◆ Exercise details
Your answer must be the lines of the entries below, exactly as written, from the first line through the line containing "the pebble, one".

◆ Data for review
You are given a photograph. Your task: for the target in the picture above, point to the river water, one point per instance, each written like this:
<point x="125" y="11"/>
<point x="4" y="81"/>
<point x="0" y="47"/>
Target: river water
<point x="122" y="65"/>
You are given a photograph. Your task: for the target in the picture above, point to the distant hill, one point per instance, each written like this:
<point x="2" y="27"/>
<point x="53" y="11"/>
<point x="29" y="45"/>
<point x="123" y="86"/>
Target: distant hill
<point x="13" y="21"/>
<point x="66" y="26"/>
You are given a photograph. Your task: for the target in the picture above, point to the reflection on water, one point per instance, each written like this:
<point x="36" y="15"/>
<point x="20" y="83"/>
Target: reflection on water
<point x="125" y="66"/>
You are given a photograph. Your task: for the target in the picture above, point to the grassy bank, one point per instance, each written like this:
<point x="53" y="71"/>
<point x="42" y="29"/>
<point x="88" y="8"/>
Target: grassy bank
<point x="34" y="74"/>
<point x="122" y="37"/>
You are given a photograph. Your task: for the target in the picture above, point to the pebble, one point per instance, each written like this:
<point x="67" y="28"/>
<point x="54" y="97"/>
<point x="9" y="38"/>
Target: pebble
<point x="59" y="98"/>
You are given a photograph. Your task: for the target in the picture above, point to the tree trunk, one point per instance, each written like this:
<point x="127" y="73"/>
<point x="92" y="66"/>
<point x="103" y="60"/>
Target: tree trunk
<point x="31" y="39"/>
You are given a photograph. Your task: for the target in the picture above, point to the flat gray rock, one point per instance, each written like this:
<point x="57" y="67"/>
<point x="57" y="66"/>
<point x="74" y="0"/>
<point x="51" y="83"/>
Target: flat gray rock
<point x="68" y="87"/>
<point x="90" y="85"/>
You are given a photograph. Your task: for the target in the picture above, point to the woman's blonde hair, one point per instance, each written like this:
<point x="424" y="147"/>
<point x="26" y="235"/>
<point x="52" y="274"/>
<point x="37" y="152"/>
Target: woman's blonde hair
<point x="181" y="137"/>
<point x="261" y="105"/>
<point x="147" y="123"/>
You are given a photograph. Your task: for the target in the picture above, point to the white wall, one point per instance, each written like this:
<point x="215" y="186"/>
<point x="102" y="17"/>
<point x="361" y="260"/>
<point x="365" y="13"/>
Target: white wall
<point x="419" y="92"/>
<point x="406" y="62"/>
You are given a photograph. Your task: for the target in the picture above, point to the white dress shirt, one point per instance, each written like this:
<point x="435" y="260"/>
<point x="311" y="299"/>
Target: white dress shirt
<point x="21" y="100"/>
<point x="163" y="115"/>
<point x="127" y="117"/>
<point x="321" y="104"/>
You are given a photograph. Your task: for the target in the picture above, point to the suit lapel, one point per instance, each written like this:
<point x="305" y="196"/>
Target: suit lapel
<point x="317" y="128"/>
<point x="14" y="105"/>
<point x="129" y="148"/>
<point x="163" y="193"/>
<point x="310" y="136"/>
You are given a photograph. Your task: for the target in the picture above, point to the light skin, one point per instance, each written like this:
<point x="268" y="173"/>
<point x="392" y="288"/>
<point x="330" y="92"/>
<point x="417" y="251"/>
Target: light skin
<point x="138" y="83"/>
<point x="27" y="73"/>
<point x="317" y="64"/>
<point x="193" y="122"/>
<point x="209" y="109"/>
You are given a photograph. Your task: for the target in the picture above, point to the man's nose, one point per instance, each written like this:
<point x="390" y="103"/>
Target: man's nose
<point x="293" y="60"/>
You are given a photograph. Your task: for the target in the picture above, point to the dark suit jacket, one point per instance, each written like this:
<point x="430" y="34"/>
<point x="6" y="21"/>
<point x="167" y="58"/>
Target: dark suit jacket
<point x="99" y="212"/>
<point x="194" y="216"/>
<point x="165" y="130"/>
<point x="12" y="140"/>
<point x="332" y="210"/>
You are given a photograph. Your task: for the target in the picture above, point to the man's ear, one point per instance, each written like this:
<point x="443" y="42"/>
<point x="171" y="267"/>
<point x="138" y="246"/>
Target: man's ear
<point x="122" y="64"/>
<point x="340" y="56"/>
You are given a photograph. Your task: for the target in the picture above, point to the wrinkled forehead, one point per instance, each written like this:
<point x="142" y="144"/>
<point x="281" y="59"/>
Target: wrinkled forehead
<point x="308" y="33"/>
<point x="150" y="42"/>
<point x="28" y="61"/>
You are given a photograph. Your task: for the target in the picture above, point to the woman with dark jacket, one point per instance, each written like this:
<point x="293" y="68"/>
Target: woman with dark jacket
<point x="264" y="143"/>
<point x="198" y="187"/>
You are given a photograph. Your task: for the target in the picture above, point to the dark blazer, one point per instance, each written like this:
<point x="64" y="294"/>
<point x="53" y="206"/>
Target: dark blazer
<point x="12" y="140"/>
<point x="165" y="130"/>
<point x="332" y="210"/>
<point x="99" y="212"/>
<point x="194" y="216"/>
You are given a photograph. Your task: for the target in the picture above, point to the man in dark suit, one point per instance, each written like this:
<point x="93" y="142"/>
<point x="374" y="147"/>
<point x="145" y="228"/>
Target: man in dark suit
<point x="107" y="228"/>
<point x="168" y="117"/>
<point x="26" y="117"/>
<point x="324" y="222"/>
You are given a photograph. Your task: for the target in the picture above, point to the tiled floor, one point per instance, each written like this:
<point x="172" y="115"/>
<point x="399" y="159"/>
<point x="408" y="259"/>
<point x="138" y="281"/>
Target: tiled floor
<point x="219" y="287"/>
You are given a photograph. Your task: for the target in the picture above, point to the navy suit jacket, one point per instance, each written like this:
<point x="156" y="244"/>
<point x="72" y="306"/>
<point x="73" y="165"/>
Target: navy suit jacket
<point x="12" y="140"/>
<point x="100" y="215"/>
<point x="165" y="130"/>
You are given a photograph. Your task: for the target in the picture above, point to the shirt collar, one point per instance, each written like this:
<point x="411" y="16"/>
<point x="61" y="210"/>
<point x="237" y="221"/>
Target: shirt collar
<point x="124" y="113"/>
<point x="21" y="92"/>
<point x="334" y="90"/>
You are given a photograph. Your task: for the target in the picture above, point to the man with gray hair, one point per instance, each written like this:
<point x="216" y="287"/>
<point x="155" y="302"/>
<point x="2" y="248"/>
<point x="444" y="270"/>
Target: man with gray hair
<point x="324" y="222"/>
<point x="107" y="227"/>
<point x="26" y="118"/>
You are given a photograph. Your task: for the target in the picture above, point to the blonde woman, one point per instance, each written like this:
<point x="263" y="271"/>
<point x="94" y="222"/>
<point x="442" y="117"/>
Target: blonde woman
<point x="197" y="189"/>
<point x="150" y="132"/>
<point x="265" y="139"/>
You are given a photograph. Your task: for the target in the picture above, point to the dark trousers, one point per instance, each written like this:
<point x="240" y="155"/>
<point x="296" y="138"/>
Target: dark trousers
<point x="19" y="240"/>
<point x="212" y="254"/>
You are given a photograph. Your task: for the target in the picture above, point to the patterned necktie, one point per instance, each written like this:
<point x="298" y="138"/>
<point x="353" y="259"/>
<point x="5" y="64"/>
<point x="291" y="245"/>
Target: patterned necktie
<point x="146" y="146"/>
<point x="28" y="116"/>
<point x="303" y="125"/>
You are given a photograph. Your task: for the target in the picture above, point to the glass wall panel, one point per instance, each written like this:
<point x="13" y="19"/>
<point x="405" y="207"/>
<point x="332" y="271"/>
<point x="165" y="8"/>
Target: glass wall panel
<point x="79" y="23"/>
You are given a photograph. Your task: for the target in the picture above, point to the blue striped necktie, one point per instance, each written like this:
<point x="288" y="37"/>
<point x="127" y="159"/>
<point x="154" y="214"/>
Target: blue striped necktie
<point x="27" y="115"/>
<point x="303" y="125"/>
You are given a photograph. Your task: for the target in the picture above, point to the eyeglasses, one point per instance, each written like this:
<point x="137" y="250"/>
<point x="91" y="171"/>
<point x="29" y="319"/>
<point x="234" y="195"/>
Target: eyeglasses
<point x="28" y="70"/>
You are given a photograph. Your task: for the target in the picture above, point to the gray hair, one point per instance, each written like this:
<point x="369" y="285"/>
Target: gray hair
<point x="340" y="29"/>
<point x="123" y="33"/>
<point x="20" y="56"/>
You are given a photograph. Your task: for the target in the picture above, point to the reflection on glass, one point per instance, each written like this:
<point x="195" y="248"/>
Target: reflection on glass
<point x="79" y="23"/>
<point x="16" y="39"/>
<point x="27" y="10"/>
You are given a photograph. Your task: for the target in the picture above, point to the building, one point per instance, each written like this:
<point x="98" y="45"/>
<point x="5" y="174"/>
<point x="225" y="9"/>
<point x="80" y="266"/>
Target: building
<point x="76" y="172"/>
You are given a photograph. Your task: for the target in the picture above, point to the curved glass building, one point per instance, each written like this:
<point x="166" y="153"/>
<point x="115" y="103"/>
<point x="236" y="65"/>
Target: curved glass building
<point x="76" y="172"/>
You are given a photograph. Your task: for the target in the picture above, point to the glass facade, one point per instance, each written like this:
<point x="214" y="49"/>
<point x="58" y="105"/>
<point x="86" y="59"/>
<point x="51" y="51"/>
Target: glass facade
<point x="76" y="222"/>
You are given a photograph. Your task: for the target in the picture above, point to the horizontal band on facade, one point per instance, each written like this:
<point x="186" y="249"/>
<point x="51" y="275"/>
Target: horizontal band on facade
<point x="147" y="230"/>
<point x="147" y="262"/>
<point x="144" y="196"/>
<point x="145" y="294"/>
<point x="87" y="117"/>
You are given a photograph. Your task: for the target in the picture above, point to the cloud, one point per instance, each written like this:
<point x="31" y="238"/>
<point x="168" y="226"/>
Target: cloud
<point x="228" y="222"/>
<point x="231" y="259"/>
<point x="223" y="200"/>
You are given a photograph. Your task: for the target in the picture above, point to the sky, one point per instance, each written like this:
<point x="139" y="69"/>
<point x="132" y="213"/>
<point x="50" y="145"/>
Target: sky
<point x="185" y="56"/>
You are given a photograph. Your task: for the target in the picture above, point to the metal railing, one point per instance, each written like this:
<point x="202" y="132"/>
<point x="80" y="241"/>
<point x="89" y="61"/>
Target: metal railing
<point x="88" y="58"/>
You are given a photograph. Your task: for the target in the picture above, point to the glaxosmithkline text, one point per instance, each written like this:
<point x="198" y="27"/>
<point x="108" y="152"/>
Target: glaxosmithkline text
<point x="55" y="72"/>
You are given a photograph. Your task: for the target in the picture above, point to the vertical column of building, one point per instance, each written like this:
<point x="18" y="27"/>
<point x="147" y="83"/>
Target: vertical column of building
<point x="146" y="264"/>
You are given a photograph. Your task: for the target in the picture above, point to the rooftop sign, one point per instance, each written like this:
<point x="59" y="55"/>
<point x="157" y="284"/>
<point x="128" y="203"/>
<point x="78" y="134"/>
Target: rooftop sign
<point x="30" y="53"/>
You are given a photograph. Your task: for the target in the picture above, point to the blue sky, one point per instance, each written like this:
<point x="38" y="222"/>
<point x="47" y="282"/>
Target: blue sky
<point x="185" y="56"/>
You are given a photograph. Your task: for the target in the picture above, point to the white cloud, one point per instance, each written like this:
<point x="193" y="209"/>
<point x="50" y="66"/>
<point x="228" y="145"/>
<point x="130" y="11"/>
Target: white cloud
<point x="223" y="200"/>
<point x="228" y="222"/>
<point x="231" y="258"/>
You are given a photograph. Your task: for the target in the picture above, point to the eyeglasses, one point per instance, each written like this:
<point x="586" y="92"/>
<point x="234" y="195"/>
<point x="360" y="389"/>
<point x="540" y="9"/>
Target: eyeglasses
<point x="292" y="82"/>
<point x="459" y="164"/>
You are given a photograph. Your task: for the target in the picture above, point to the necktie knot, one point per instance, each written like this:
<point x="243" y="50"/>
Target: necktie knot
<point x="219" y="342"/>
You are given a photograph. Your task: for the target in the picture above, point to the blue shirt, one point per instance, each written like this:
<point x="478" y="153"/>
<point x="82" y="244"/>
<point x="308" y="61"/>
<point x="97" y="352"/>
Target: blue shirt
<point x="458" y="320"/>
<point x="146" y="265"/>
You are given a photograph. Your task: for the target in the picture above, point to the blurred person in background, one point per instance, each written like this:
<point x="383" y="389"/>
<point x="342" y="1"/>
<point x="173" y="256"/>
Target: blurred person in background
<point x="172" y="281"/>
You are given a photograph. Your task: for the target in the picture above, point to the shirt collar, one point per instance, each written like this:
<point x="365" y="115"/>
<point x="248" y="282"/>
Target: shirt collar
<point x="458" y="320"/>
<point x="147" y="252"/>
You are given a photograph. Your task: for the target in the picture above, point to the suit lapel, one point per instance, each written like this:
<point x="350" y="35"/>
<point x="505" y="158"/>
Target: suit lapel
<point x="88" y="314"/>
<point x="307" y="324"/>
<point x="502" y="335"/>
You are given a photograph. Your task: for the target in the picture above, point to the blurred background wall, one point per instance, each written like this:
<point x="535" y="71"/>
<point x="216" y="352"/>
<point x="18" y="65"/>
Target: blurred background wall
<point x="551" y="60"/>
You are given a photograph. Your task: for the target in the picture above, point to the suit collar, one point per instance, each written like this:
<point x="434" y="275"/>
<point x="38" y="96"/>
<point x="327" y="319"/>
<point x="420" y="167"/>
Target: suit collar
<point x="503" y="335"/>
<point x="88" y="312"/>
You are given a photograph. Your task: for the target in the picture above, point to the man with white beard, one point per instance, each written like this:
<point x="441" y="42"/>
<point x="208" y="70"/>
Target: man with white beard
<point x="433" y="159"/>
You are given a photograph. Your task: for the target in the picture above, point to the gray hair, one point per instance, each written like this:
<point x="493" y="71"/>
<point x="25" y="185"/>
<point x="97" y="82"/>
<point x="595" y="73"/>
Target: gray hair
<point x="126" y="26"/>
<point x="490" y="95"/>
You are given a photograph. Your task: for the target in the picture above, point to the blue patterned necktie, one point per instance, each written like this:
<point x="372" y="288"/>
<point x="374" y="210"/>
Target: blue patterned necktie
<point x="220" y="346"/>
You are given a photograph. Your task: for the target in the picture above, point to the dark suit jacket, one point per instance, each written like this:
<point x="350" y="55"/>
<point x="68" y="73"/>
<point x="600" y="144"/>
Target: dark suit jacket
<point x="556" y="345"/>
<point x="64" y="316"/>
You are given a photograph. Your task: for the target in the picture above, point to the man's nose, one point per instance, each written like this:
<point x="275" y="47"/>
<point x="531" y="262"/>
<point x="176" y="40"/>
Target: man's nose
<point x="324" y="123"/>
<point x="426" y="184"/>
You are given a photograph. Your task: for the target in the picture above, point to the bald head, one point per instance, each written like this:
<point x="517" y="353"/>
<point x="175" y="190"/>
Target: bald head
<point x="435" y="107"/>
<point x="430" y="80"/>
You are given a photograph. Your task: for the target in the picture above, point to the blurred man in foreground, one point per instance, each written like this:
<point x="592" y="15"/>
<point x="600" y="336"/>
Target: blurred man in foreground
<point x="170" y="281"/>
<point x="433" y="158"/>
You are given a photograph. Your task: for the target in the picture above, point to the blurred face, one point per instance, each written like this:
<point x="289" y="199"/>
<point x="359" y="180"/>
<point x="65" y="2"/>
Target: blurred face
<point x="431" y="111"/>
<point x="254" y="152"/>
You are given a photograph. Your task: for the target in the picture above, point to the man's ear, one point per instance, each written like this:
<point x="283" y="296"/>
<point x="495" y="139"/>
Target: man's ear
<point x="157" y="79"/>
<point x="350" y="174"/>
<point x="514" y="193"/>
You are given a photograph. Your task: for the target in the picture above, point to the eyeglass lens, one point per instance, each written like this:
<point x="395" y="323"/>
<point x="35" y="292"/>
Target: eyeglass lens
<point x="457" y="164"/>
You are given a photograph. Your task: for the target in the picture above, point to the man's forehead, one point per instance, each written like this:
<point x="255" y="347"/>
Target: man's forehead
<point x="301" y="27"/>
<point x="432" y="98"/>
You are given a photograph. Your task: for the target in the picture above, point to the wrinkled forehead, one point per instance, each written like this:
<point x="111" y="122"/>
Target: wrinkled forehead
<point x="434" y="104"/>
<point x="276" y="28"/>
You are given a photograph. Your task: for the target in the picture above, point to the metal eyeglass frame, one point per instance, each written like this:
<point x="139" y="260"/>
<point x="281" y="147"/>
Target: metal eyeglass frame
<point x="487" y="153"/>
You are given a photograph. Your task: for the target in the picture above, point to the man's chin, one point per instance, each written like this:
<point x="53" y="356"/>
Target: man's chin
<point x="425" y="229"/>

◆ Response area
You are given a photograph. Your task: for the target in the picture above, point to the river water, one point per instance, each written like this:
<point x="125" y="11"/>
<point x="4" y="81"/>
<point x="0" y="47"/>
Target: river water
<point x="122" y="65"/>
You are given a photograph. Your task: for the target in the picture above, point to the distant hill, one point per instance, each written like this:
<point x="2" y="27"/>
<point x="53" y="11"/>
<point x="29" y="45"/>
<point x="123" y="86"/>
Target: distant hill
<point x="13" y="21"/>
<point x="66" y="26"/>
You are given a photograph. Your task: for the target in the picture above, point to the reflection on water, one point per instance, each written like this:
<point x="36" y="15"/>
<point x="20" y="83"/>
Target: reflection on water
<point x="125" y="66"/>
You are given a photograph. Your task: for the target in the picture above, point to the grassy bank, one point per instance, each written like this:
<point x="53" y="71"/>
<point x="42" y="29"/>
<point x="88" y="8"/>
Target: grassy bank
<point x="34" y="74"/>
<point x="122" y="37"/>
You are given a photograph. Your task: for the target in the picture above, point to the pebble, one point per instance, each written like this:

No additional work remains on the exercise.